*What this task involves*:
Each record below is to be copied word for word, with pictures removed.

____

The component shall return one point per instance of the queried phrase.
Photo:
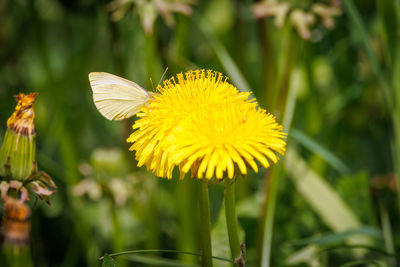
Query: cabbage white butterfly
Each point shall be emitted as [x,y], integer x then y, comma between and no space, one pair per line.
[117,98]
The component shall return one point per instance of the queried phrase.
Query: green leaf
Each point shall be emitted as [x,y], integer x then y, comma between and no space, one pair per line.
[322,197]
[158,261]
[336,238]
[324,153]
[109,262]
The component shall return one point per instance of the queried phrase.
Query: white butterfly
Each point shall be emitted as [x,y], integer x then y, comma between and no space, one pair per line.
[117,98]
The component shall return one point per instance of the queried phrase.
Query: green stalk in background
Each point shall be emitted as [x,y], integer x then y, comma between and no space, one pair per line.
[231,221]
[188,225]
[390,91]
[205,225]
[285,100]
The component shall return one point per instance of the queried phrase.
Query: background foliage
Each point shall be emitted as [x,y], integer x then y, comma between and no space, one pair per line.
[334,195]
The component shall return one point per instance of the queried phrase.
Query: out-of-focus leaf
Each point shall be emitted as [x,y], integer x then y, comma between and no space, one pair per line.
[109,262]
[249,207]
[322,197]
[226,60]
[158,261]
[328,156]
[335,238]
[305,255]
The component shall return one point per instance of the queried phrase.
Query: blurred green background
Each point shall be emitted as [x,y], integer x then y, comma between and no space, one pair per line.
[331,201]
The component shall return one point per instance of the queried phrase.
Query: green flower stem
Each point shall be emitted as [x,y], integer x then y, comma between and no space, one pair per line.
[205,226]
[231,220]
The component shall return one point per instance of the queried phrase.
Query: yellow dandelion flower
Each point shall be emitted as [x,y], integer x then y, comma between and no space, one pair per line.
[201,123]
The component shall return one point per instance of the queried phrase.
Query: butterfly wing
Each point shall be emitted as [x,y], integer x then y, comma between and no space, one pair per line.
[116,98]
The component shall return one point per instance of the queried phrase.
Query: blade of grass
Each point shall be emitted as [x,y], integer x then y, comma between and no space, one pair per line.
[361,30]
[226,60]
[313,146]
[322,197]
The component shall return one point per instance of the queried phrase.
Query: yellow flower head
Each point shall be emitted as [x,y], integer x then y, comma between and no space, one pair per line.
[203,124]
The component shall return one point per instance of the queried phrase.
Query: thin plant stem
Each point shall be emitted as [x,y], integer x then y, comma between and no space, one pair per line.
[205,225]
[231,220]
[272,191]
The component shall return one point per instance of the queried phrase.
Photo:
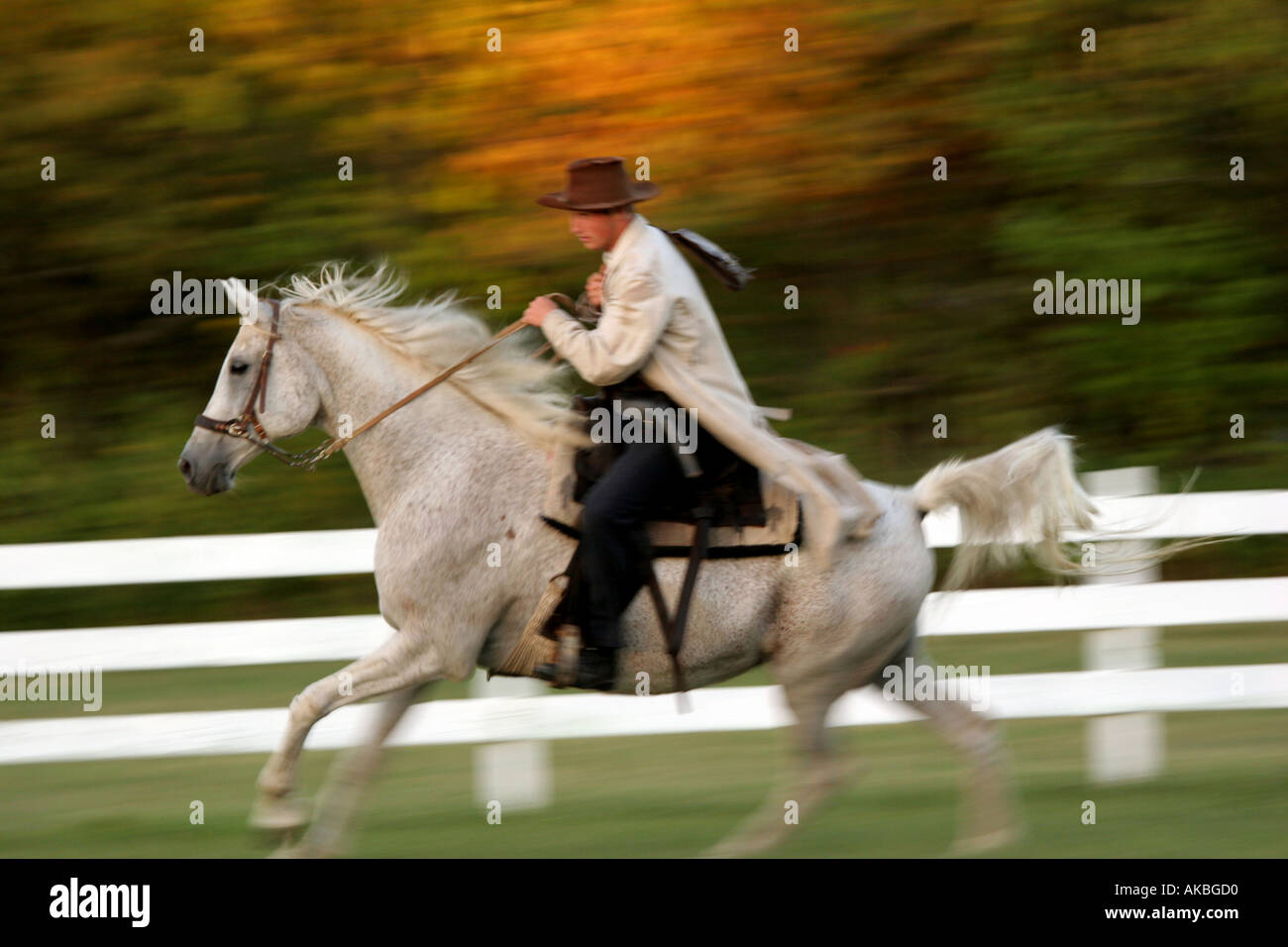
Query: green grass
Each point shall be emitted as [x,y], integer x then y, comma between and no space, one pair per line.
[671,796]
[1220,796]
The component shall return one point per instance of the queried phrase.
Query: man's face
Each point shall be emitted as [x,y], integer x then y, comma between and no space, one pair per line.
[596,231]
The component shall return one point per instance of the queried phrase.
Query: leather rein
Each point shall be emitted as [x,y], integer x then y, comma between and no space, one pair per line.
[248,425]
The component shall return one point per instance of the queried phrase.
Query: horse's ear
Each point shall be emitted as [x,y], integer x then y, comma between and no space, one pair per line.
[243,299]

____

*Solution*:
The component shall return one point per instance of the queried phrase.
Photo:
Query: cabbage white butterfly
Each point shall be emitted as [x,y], integer x then y, comma between and no space, one pair per line.
[117,98]
The component shall return one point per instance of the queried phrase.
Query: green leaf
Each point shall be emitted as [x,y], integer x then y, comma between and no space, one pair per line.
[322,197]
[158,261]
[336,238]
[324,153]
[109,262]
The component shall return one point per instance of the queried phrase.
Query: white butterfly
Each point shall be emitted as [x,y], integer x then y, comma between and no space, one pair per line.
[117,98]
The component shall return one point per instance of the queried phrase.
Query: green stalk in background
Each point shall be emitted as [x,y], integer x then y, comma between and no space, one pair per line.
[231,221]
[188,225]
[390,91]
[205,225]
[285,100]
The component shall return one point per instance of the queried phrase.
Query: background foliage
Each point shall be emitted as [x,y], integer x then y, comma between and no space, one pair per line.
[334,195]
The component shall return one point per instance of the queried phrase.
Query: out-of-focus leaf
Each point shall be emitted as [x,y], integer x then y, comma between and no space, one pair per line.
[109,262]
[249,207]
[322,197]
[226,60]
[158,261]
[328,156]
[335,238]
[305,255]
The component shall return one point per instance of the queried phrase.
Query: blurred green background
Each point shall be emitted as [x,y], integer x then y, comma between and no space, one pair per line.
[331,201]
The component shall return one point per instance of the queried phrase.
Query: green flower stem
Each point shall be emitted as [x,y], integer x then y, comma between and no space, one pair per line.
[205,226]
[231,220]
The component shall return one point per instance of the queried phrase.
Query: yellow dandelion flower
Each point shall be emitted as [x,y], integer x then y, comma between and no space, one pair per line.
[201,123]
The component shall return one point per instance of the queried phrase.
Query: butterfly wing
Each point shall be emitted as [x,y], integer x then y, comma between and no space, one pair per line.
[116,98]
The component shall return one point per instance of the queried phrase.
Query: blade of grass
Each point shall be emitted as [x,y], integer x then y, comma between and no space, one pair per line.
[361,30]
[226,60]
[313,146]
[322,197]
The component shall return one point per instance of the queried phrase.
Query: yellow flower head
Each point shall be emitted as [x,y], integer x then y, comma between and no space, one pair per line.
[203,124]
The component shall return one point per instance of the queried phrase.
Query: thin plant stem
Each point shall be emitted as [x,y], integer x then y, comma between and no space, one pair per line.
[205,225]
[231,220]
[272,191]
The component shall return one point per instance of the queried phrase.
Photo:
Query: green grass
Each point shall be emitted as [x,y], integer x then y, comma between and no space, one pair per line.
[671,796]
[1220,796]
The component shall return one point per instance of the queried phrase.
Query: man's face
Each point shall be emitted as [x,y], integer x then y, comma between and no space, one pair per line.
[596,231]
The component shall return one point per instance of the queried phrase.
Query: leather rein
Each point shall be emitted as [x,y], integer x then y, comma between and no space, one pair per line.
[248,425]
The component shall return one point per instance of the queried phrase.
Query: horse's ear
Each point shall be emitted as [x,y], integer x then y, comma between and no space, one pair per line.
[243,299]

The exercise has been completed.